[Point localization data]
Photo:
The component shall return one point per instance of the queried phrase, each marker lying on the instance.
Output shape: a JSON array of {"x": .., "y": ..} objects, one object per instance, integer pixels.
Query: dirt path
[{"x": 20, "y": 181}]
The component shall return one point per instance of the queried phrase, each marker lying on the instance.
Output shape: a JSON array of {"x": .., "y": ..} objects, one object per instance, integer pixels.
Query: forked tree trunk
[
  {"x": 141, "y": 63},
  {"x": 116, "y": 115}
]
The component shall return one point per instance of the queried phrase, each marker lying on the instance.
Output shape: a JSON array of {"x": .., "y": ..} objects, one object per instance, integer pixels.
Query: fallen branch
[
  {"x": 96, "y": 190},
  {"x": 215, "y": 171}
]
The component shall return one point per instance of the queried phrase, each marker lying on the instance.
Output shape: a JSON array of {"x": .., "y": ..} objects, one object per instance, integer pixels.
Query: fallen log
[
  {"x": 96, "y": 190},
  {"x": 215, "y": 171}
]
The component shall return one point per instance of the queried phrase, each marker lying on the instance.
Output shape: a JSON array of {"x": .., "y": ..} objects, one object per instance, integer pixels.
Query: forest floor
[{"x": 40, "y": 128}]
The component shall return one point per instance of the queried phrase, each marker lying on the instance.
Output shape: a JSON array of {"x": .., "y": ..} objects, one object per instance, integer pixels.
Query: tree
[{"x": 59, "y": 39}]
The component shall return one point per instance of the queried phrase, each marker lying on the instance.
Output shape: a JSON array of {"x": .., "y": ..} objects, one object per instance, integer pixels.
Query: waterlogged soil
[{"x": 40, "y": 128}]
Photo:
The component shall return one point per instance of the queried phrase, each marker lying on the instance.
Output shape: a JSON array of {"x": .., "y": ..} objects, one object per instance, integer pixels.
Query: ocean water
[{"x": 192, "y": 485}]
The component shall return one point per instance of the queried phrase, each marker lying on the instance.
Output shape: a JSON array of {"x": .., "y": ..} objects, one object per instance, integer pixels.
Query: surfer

Directions for this task —
Retype the data precisely.

Output below —
Photo:
The component shall return one point per instance of the queried phrase, each marker lying on the instance.
Output shape: a JSON array of {"x": .., "y": ..} objects, one object per instance, integer pixels.
Query: dirt path
[{"x": 20, "y": 181}]
The component shall return one point per instance of the queried phrase, each marker lying on the instance.
Output shape: a JSON array of {"x": .., "y": ..} objects, one object per instance, integer pixels.
Query: forked tree trunk
[
  {"x": 141, "y": 63},
  {"x": 116, "y": 115}
]
The component shall return one point per instance of the queried phrase, each marker lying on the instance.
Output shape: a JSON array of {"x": .., "y": ..} objects, one object per instance, integer pixels.
Query: fallen branch
[
  {"x": 96, "y": 190},
  {"x": 215, "y": 171}
]
The component shall return one point per instance of the queried phrase, each marker lying on the instance.
Output shape: a JSON array of {"x": .., "y": ..} objects, one object per instance, integer pixels.
Query: fallen log
[
  {"x": 96, "y": 190},
  {"x": 215, "y": 171}
]
The component shall return one point per instance of the queried phrase, each marker lying on the instance.
Output shape: a JSON array of {"x": .., "y": ..} objects, one object per instance, integer pixels.
Query: forest floor
[{"x": 40, "y": 128}]
The component shall return one point per instance of the queried phrase, each marker lying on the instance.
Output shape: a JSON array of {"x": .., "y": ..} objects, one object per instance, integer pixels.
Query: tree
[{"x": 59, "y": 39}]
The component shall return one point per instance of the queried phrase, each marker lying on the instance.
Output shape: a JSON array of {"x": .., "y": ..} objects, one object per instance, integer pixels.
Query: waterlogged soil
[{"x": 40, "y": 128}]
Photo:
The component shall return one point per instance of the queried phrase, each marker lying on the instance.
Output shape: a JSON array of {"x": .., "y": ..} objects, one object per instance, integer pixels.
Query: ocean water
[{"x": 192, "y": 485}]
The component shall return one point per instance of the queried phrase, each marker lying on the instance.
Output shape: a JSON array of {"x": .., "y": ..} objects, one object per instance, integer pixels.
Query: surfer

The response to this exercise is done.